**Dataset records:**
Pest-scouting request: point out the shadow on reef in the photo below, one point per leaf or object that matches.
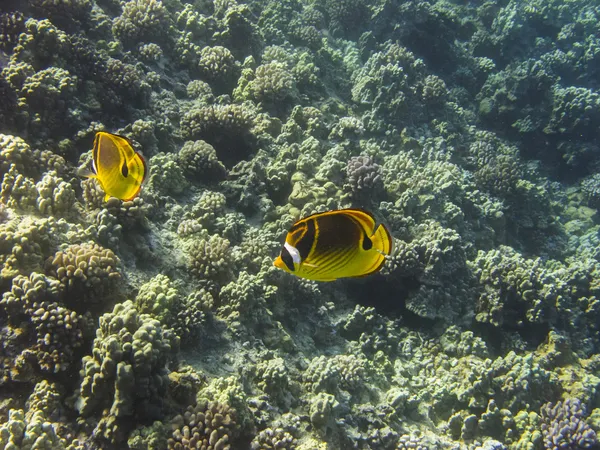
(388, 297)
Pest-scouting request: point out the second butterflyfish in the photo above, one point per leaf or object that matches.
(335, 244)
(119, 169)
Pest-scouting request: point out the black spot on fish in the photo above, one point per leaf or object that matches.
(367, 243)
(305, 243)
(124, 169)
(287, 259)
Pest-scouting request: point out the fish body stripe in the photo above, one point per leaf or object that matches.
(306, 243)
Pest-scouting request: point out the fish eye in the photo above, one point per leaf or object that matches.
(124, 169)
(367, 243)
(287, 259)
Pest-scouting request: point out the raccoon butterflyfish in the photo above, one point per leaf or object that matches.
(120, 170)
(335, 244)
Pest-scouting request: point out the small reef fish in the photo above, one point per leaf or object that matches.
(120, 170)
(335, 244)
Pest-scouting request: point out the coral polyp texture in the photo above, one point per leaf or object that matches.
(468, 129)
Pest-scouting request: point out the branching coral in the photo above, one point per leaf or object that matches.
(143, 21)
(210, 426)
(564, 426)
(226, 127)
(87, 271)
(126, 372)
(43, 334)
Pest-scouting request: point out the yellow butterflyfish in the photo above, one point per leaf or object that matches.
(335, 244)
(119, 169)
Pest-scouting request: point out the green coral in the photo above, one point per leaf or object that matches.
(126, 373)
(143, 21)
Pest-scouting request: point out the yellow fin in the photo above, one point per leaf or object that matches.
(382, 240)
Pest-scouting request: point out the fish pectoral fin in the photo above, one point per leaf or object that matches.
(310, 265)
(86, 172)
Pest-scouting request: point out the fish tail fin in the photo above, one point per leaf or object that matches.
(382, 240)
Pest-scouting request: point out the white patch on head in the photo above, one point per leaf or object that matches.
(294, 252)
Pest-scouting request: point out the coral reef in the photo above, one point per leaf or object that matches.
(468, 128)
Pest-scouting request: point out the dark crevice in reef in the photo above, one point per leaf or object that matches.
(388, 299)
(497, 338)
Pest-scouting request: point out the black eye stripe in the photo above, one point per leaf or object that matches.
(367, 243)
(287, 259)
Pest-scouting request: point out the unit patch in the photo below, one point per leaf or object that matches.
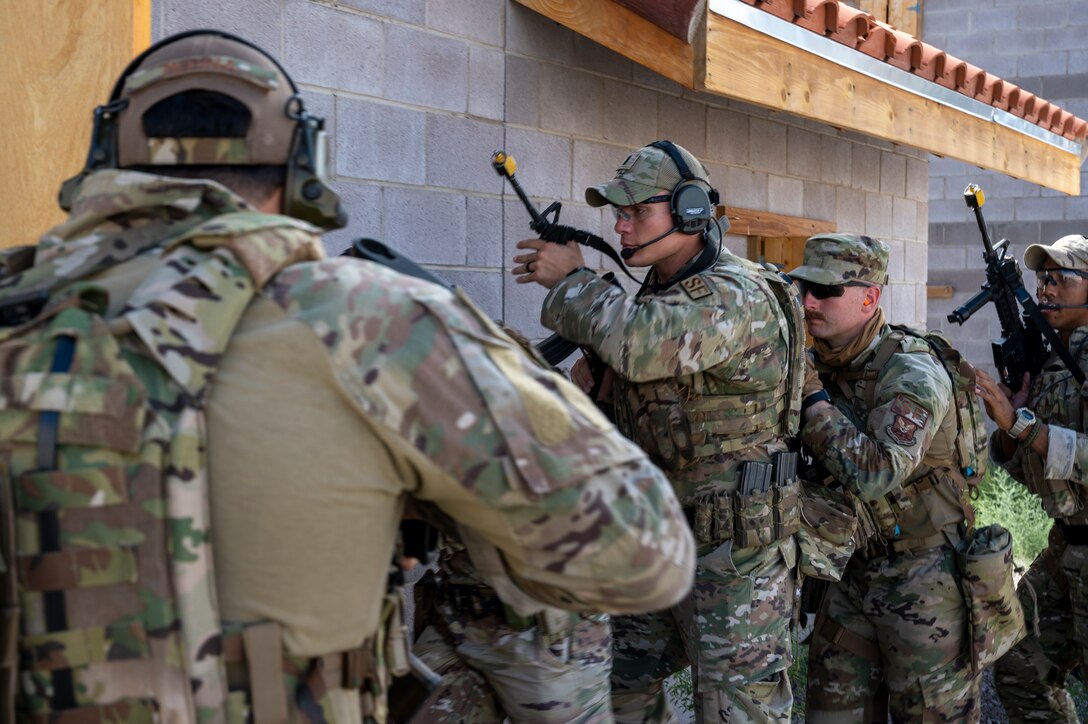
(695, 287)
(910, 416)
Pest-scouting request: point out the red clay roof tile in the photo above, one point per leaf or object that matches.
(861, 31)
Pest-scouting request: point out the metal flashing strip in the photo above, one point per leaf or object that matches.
(855, 60)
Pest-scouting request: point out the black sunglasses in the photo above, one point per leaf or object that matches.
(825, 291)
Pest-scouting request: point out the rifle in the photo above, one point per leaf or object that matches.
(547, 226)
(1021, 347)
(554, 350)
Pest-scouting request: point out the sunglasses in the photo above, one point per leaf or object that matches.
(825, 291)
(640, 210)
(1045, 278)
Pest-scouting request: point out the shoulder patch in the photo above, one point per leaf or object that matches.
(695, 287)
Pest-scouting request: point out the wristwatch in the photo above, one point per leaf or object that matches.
(1025, 418)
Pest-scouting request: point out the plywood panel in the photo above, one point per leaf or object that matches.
(746, 64)
(61, 58)
(625, 32)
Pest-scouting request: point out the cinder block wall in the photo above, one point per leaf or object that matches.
(1040, 47)
(419, 93)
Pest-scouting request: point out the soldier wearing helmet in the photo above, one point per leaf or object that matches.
(304, 401)
(1041, 441)
(879, 418)
(699, 364)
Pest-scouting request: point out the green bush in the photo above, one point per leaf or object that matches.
(1004, 501)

**Problem statement:** Reproduce, exactly and with nothing added, the lines from the one that includes "Pest-scouting request: point out the black sunglasses" through the last line of the material.

**Finished answer:**
Pest-scouting request: point out the black sunglasses in the photo above, one point per leaf or object that matches.
(825, 291)
Pest-scouting request: point out the rifle in the photo above, one point per leaf or object that matches.
(547, 226)
(1021, 347)
(554, 350)
Pest-scouting request: point out the sunglasses in the photo above, one point per leaf or object that matches.
(825, 291)
(640, 210)
(1045, 278)
Pest-scouting request: point out the shoulder patch in the photo above, one point per leaf or object that matches.
(695, 287)
Pest-scouting request: point out the wristwatch in the photo above, one point per leaf or object that matches.
(1025, 418)
Pest-scouting request: point out the plywood panel in the photo above, one point per leaf or object that matches.
(746, 64)
(61, 58)
(625, 32)
Pest-scouting request: point out the cinder block wall in the photo above, one point per leaf or object that matches.
(1040, 47)
(419, 93)
Pest-scouting request: point out the soldier wearing helmet in the photo above, one point per leaf or object that matches.
(304, 401)
(1041, 441)
(879, 418)
(699, 364)
Pest-scouting request: point out the green bush in the photo above, one point per leaf or object that matches.
(1004, 501)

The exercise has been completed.